Jobs
- a) Set down the passage of the advisory on Chinese legal representatives starting at "A company's legal" and ending at "his corporate authority.".
- b) In the advisory on Chinese legal representatives, which offenses can bar a convicted individual from serving as a legal representative? List every one.
- c) Answer these questions using the advisory on Chinese legal representatives:
(i) Which group prepared the advisory series?
(ii) What kind of person must a legal representative be?
(iii) How many years must pass after a bankruptcy liquidation is completed before a personally liable former director or general manager may serve?

Document

The "legal representative" of a Chinese company has wide-ranging powers. Multinationals should carefully select the legal representatives of their PRC subsidiaries and plan in advance for issues that occasionally arise. This advisory is one in a series prepared by Pillsbury's China Practice on questions frequently asked by our clients doing business in China.
Here, we summarize current PRC laws relating to the legal representatives of foreign invested companies, including the responsibilities and potential liabilities of a legal representative and some methods of minimizing risk. This memo also briefly discusses the general procedures for appointing or removing a legal representative. Unless otherwise specified or as otherwise indicated by the context, we will use the word "company" to refer to a foreign invested company in China, rather than its offshore parent company.
What is a "Legal Representative"? Qualifications And Authority
By law, every company in China must have a "legal representative." The concept may be unfamiliar to US companies, but is more significant than it may first appear. In China, the "legal representative" of a company has broad-ranging power to act in the name of the company. This is similar to the authority of a CEO, but the Chinese position is more explicitly addressed in the law. And, even if a Western investor might be comfortable with a CEO having broad-ranging authority, frequently such an investor will not realize that the bureaucratic-sounding position of "legal representative" is such a powerful position.
A company's legal representative has authority to act on behalf of the company in any matters within the business scope of the enterprise. Subject to the limitations imposed by the legal principle of apparent authority, actions taken by a legal representative are binding on a company as a matter of law. For example, a legal representative can enter into negotiations and sign commercial contracts on behalf of a company without any need to present evidence of his corporate authority.
The owners of a PRC company have some discretion in choosing the company's legal representative. Frequently, the Chairman of the Board (or, in cases where the company has a single "executive director" rather than a board of directors, the executive director) is the legal representative of the company, but the owners can also chose one of the other directors or the general manager of the company. There are no residence or citizenship requirements, but the legal representative must be a natural person and cannot be a corporation, partnership, or other form of "legal person." In addition, the following persons cannot serve as legal representatives:
- An individual with no civil capacity or with limited civil capacity – for example, a minor, a person who is mentally incapacitated, or a person who is legally incompetent;
- An individual who has been convicted and sentenced for corruption, bribery, misappropriation of property, embezzlement of property or disruption of economic order, and less than five years have passed since the end of any term of imprisonment or payment of a fine;
- An individual who has served as a director or general manager of a company which has declared bankruptcy or has been adjudged insolvent, and is personally liable for the bankruptcy, and less than three years have passed since the completion of the bankruptcy liquidation.

Extracted information
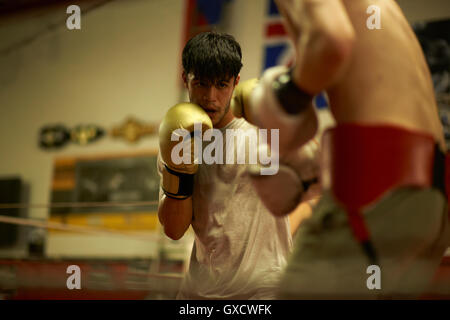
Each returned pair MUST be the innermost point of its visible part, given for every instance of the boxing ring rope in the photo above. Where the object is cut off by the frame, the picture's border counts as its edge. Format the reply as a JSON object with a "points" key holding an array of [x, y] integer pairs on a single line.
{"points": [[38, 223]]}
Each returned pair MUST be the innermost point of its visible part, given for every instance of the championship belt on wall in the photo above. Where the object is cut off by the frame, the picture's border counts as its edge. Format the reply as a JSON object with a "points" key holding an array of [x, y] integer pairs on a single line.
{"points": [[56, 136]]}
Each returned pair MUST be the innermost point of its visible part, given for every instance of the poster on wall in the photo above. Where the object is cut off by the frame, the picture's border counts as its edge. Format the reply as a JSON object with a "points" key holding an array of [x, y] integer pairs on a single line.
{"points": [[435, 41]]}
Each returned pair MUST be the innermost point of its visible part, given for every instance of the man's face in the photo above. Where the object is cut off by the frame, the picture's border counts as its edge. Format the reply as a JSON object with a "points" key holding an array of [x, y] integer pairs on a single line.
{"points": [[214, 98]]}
* * *
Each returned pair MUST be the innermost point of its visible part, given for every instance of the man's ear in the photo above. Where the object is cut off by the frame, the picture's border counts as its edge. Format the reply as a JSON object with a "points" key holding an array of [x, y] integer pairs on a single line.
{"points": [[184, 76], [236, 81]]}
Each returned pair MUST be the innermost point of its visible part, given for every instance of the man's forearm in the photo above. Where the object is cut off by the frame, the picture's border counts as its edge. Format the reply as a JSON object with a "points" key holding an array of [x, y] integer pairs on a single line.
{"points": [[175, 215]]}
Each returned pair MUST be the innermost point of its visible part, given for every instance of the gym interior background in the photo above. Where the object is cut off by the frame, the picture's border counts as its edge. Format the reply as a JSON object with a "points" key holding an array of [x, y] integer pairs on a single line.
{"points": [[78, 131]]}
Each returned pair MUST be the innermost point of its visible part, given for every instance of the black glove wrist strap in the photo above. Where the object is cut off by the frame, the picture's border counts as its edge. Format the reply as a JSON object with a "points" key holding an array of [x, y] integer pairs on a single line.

Solutions in order
- a)
A company's legal representative has authority to act on behalf of the company in any matters within the business scope of the enterprise. Subject to the limitations imposed by the legal principle of apparent authority, actions taken by a legal representative are binding on a company as a matter of law. For example, a legal representative can enter into negotiations and sign commercial contracts on behalf of a company without any need to present evidence of his corporate authority.

- b)
- Corruption
- Bribery
- Misappropriation of property
- Embezzlement of property
- Disruption of economic order

- c)
(i) Pillsbury's China Practice
(ii) A natural person
(iii) Three years